• [Request]:
List each line of the records below that contains the word "white". Matching is case-sensitive.

──────── Provided information

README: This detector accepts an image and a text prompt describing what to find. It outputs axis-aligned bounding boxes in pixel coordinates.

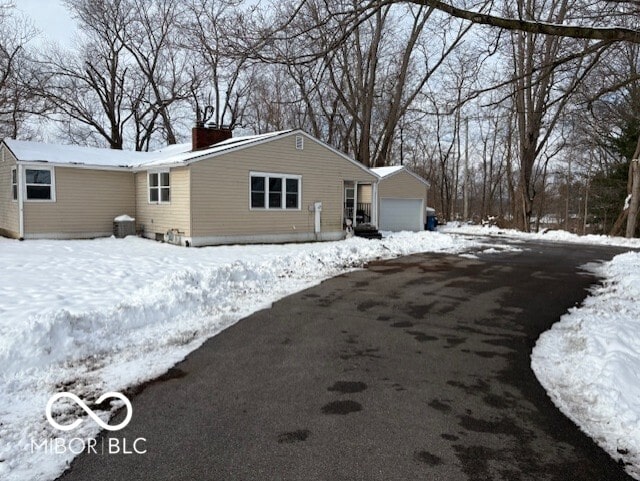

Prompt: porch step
[353,224,382,239]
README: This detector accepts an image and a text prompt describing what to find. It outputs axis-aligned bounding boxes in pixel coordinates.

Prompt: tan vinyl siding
[136,167,191,238]
[24,167,136,237]
[378,170,427,223]
[0,145,20,238]
[191,135,375,237]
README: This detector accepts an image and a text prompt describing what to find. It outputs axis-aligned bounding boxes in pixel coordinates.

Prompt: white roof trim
[2,129,381,181]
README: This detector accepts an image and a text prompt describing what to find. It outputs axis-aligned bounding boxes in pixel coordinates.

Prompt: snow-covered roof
[4,130,292,169]
[371,165,429,186]
[371,165,404,178]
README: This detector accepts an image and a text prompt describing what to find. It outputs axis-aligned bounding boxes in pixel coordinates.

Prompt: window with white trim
[25,169,55,201]
[11,167,18,200]
[249,172,302,210]
[148,170,171,204]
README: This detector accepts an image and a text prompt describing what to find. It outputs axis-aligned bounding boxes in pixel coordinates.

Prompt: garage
[380,199,424,231]
[371,165,429,231]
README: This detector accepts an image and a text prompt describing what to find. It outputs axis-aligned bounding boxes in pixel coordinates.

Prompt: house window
[149,171,171,204]
[250,173,302,210]
[25,169,55,200]
[11,168,18,200]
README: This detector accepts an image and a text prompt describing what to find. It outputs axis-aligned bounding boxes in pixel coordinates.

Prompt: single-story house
[0,126,379,246]
[371,165,429,231]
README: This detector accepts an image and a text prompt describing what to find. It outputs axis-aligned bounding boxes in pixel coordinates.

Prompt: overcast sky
[15,0,75,43]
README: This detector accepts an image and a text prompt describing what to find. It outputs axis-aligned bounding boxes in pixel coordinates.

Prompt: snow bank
[0,232,474,481]
[438,222,640,248]
[531,249,640,479]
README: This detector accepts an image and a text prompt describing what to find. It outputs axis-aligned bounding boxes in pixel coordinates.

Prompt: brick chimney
[191,122,233,150]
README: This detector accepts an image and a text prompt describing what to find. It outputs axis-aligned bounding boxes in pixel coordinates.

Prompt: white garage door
[380,199,424,231]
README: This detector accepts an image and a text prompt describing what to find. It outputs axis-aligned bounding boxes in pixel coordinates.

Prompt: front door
[344,187,356,219]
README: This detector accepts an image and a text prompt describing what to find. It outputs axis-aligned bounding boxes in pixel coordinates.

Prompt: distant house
[371,165,429,231]
[0,127,379,246]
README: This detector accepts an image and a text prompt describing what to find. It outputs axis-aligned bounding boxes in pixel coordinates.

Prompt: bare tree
[0,3,45,138]
[179,0,254,128]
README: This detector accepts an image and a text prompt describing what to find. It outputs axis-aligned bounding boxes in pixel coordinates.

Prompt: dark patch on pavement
[413,451,442,466]
[322,400,362,415]
[340,347,382,361]
[445,337,467,347]
[358,300,382,312]
[327,381,367,394]
[278,429,311,444]
[124,367,187,397]
[429,399,451,413]
[391,321,413,327]
[407,331,438,342]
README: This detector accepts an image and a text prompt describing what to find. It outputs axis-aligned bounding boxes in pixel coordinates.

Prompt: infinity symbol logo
[45,392,133,431]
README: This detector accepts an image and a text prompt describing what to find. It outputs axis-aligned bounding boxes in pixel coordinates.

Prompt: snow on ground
[438,223,640,479]
[531,251,640,479]
[0,232,477,481]
[438,222,640,249]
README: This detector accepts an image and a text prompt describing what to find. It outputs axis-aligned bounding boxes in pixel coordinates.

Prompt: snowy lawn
[0,232,475,481]
[531,253,640,479]
[438,222,640,249]
[439,223,640,479]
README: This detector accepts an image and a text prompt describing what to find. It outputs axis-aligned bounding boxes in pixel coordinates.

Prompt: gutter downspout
[371,181,380,229]
[16,164,24,240]
[351,180,358,229]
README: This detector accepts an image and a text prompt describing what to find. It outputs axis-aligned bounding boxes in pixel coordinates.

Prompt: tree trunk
[625,137,640,238]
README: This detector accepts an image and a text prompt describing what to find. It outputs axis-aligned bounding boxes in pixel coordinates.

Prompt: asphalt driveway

────────────────

• [Complete answer]:
Prompt: white roof trim
Prompt: window with white trim
Prompt: white garage door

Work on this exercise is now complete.